* _Supplied passage_:

____

# need a squat in london



## need1 (Aug 27, 2009)

urgent..

i am looking for one for weeks and can not find anything... sleeping in a london park ..(it is dirty and cold)

i am 27 yrs old and unemployed (looking for work )

i am quite the intelectual type, well read , left and radical literature lately ... figures ... 

full of bitterness


----------



## Atilla the Hun (Aug 28, 2009)

Hope I don't come off as rude, but who in the world is going to hand a complete stranger the keys to a squat? I'm just a newbie rubber tramp, so I can't help you. You're intelligent and well read right? Figure it out yourself. Do you have any friends that'll let you crash at their place for a while?


----------



## need1 (Aug 28, 2009)

dude wake up and smell the roses...

you have a point there, that ppl do not know me .. but ppl can get to know me ,can meet me first ... and judge for themselves before leting me in ... lol 

what am i suppose 2 do ?

reaching in the dark ...

ps. ofcourse i am trying to figure it out myself ... i keep fighting ...men do that, you would know if you were 1


----------



## need1 (Aug 28, 2009)

pss. nope , no friends


----------



## Matt Derrick (Aug 28, 2009)

you sound like a jerk. if you want people to take your request seriously, you need to show this "intellect and intelligence" you claim to have.

the best analogy i can think of is... its like youre posting a singles ad that says "i wanna fuck". yes, everyone wants that. how about adding some detail and personality to your post?

also, the "if you were a man" comment was very inappropriate. this violates our rules under flaming.

7 day ban.


----------



## stove (Aug 29, 2009)

Hmm damn shame, I don't know of a squat but I've got some friends in and around London, as well as knowing plenty of punks whom hang out at the Circus. There's also a super hospex network...Oh well, don't freeze Dbag.


----------

____

* _Information provided_:
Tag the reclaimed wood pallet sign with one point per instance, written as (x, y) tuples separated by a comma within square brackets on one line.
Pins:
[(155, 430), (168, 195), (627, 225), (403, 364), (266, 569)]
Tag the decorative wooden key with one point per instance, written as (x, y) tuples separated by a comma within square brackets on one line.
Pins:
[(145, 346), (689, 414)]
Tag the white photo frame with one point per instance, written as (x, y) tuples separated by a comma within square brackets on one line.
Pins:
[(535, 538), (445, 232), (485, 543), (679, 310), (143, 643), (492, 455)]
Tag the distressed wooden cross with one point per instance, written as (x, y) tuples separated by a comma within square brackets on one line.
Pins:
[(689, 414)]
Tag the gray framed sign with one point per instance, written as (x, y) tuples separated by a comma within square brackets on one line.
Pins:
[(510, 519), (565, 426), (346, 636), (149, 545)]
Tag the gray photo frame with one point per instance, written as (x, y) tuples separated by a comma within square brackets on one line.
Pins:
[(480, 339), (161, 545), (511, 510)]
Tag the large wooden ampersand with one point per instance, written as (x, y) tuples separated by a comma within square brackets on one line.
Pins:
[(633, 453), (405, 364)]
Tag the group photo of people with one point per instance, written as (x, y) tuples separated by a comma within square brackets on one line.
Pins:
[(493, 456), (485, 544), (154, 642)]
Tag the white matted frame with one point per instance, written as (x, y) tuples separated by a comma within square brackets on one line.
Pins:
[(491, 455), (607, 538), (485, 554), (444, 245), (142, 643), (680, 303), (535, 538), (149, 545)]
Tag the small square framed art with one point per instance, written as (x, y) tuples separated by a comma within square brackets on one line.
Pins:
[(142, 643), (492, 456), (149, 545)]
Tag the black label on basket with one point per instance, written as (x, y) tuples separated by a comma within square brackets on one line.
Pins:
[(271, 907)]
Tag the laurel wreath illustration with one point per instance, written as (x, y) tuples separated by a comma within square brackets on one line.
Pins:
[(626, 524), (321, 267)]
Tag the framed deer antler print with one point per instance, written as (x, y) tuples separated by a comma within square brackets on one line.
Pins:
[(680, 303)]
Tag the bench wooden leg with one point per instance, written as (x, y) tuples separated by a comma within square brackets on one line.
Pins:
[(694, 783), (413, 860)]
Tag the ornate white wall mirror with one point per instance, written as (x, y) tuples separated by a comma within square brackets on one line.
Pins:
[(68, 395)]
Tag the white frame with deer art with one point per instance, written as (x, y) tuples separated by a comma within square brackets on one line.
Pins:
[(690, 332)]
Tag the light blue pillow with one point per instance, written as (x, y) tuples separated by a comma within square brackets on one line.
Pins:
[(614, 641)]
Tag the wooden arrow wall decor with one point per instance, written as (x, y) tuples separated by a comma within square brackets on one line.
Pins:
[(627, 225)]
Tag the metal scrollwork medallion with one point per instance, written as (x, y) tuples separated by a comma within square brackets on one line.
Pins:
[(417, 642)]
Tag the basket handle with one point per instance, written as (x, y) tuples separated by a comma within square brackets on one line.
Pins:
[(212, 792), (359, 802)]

____

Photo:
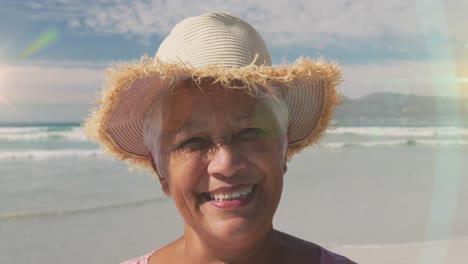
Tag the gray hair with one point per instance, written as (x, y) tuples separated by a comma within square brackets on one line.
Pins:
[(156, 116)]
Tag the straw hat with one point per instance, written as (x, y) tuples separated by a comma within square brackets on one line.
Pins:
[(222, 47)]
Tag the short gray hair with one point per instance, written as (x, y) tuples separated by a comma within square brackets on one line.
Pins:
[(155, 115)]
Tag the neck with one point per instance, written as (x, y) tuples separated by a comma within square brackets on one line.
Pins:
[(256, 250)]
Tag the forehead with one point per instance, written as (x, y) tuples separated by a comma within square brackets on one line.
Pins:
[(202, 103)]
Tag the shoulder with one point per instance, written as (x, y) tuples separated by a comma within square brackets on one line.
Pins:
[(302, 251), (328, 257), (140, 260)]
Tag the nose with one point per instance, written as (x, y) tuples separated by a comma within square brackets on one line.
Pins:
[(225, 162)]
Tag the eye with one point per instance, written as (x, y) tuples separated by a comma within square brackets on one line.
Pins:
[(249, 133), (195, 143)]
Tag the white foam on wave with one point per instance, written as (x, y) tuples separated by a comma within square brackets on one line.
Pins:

____

* _Complete the following_:
- A) In the squat thread, what penalty does Matt Derrick's post announce?
- B) Recast the records from the line with "Tag the laurel" to the line with "[(627, 225)]" as a two-column CSV with the columns label_request and points. Give one row per record, put each field in quotation marks, and turn line breaks into spaces.

* _Final results_:
- A) A 7-day ban.

- B)
label_request,points
"Tag the laurel wreath illustration with one point per instance, written as (x, y) tuples separated by a comma within square brackets on one line. Pins:","[(626, 524), (321, 267)]"
"Tag the framed deer antler print with one point per instance, written as (x, y) tuples separated by a comma within square brackets on one line. Pins:","[(680, 303)]"
"Tag the bench wooden leg with one point per instance, written as (x, y) tuples separated by a comma within square brackets on one line. Pins:","[(694, 783), (413, 860)]"
"Tag the ornate white wall mirror with one point per instance, written as (x, y) tuples separated by a comma within square brackets on one line. Pins:","[(68, 395)]"
"Tag the white frame with deer art with one point per instance, written as (x, y) tuples separated by a comma within square brackets on one line. Pins:","[(690, 332)]"
"Tag the light blue pillow with one point per instance, written as (x, y) tuples separated by a comma within square brackets on one line. Pins:","[(614, 641)]"
"Tag the wooden arrow wall decor with one point per instance, written as (x, y) tuples separated by a comma within square brackets on one line. Pins:","[(627, 225)]"